Exercise brief =>
Transcribe all of the records below word for word, and leave the pictures out of your answer.

Records from a collection:

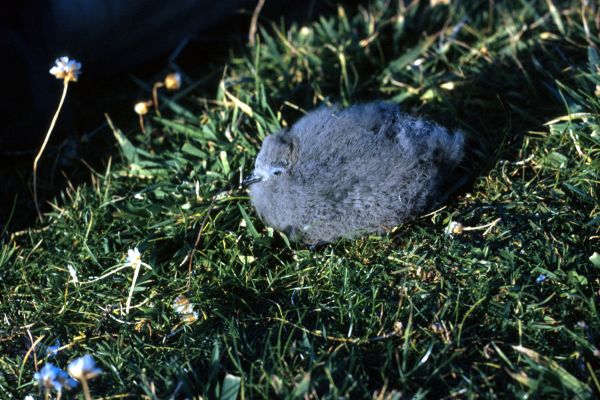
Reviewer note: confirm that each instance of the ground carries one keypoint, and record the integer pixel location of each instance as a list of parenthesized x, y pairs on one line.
[(505, 312)]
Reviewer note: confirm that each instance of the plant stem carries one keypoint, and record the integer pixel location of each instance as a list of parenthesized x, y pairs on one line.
[(135, 275), (86, 389), (155, 96), (142, 126), (39, 155)]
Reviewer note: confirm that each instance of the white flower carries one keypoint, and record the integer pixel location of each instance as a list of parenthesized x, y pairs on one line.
[(84, 368), (73, 273), (173, 81), (134, 258), (141, 108), (66, 69), (182, 305), (454, 228)]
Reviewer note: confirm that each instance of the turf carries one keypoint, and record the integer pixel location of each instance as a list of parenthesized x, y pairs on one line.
[(501, 313)]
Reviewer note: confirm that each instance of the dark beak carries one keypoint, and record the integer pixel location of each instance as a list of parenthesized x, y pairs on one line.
[(250, 179)]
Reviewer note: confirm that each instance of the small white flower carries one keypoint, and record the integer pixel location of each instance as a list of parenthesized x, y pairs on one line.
[(134, 258), (173, 81), (454, 228), (182, 305), (73, 273), (142, 107), (84, 368), (66, 69)]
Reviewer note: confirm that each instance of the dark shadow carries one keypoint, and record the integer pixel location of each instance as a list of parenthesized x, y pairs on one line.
[(81, 140)]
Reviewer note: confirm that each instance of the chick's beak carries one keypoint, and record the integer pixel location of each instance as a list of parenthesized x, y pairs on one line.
[(250, 179)]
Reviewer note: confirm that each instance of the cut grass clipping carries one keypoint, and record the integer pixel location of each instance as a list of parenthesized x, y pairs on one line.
[(423, 312)]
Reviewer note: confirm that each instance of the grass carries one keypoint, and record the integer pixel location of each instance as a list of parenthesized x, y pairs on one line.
[(412, 314)]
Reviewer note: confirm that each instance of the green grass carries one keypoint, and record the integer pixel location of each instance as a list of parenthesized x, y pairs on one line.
[(412, 314)]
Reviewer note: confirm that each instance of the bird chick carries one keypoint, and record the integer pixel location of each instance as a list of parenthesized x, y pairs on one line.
[(340, 173)]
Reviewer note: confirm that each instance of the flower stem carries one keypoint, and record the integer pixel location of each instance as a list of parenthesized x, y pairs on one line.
[(86, 389), (135, 275), (142, 126), (155, 96), (39, 155)]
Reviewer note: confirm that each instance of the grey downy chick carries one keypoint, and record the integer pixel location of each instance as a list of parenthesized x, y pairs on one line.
[(340, 173)]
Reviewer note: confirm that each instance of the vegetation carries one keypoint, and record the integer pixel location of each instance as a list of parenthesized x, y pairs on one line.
[(226, 307)]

Expected output =>
Reviewer note: confirm that each instance of the ground carries one keypoint, and record the integer pixel location of each instance as a list of parenthesized x, y pairs on one line.
[(505, 312)]
Reviewer note: confirm that each instance of the plant stem carries one keypoint, and record the integer pixel location of each instance as a list of parenthesized x, y pairs on one line.
[(135, 275), (86, 389), (155, 96), (142, 126), (39, 155)]
Reviewer note: confirm that each instance of the white flower carries one keypoint, and record the integer pixel location of each instance as a list of parenthesized x, y pairs on one line.
[(84, 368), (73, 273), (173, 81), (134, 258), (141, 108), (66, 69), (182, 305), (454, 228)]
Reviewer note: confirm that each instance of the turf carries one keypoint, and record the integer pixel location of each instance as a list of parenthesized x, y pairs on one line.
[(501, 313)]
Reviewer note: confirm that each instance of the dark beak carries one keypoint, and record the integer pixel location of each instance as a list of parenthesized x, y pairs on one line.
[(250, 179)]
Reviewer note: confirm that each instance of the small white flower carries one keypoint, and record the integer pixel location of each instance as a list of parenthesized x, y pairs on one line.
[(134, 258), (173, 81), (454, 228), (182, 305), (73, 273), (142, 107), (84, 368), (66, 69)]
Reviewer note: confirm that each instance of the dark shadow carries one keypoint, and record the integer pixel location of each instance as a list of parenthesized x, y pairs on one line.
[(81, 140)]
Reviewer note: confirm that each instance of the chick's beak carries one keypoint, and record the integer pixel location of each instance as a list of parenthesized x, y pairs on one line.
[(250, 179)]
Reviewer note: confirm that each instance of the cut grass clipping carries one keypoint, and record the integer pixel location of each instance as a list of parenthesized x, y pairs on one line.
[(423, 312)]
Reviewer note: confirm that each instance of the grass carries one keypoint, and record the integer pixel location of each instance as a list of parenthesized x, y pairs on one line.
[(412, 314)]
Reviewer note: confirm that each instance of the green grass carries one keypoint, and record the integer pixel location of each instance as a list of parenthesized x, y pairs on one line.
[(412, 314)]
Reviewer note: confirm that each instance of the bird chick carries one keypoint, and record the integer pixel location of each instance as a list of parenthesized x, y pairs on one line.
[(340, 173)]
Reviewer note: confirm that each instance of the flower stem carries one keypoint, and record the integer pixel location of each instance as a list of parenthesized x, y pairs on one line.
[(86, 389), (135, 275), (142, 126), (155, 96), (39, 155)]
Reviewer note: confirm that each instance of the grey downy chick carries one keypoint, and record the integer pixel location of each instance as a list of parenthesized x, y pairs on one line.
[(340, 173)]
Reviewer note: confirm that each instance of the vegetation carries one keypoint, and record the integer pixel location of each instance as a list of parenthesized x, y pairs on one line.
[(226, 307)]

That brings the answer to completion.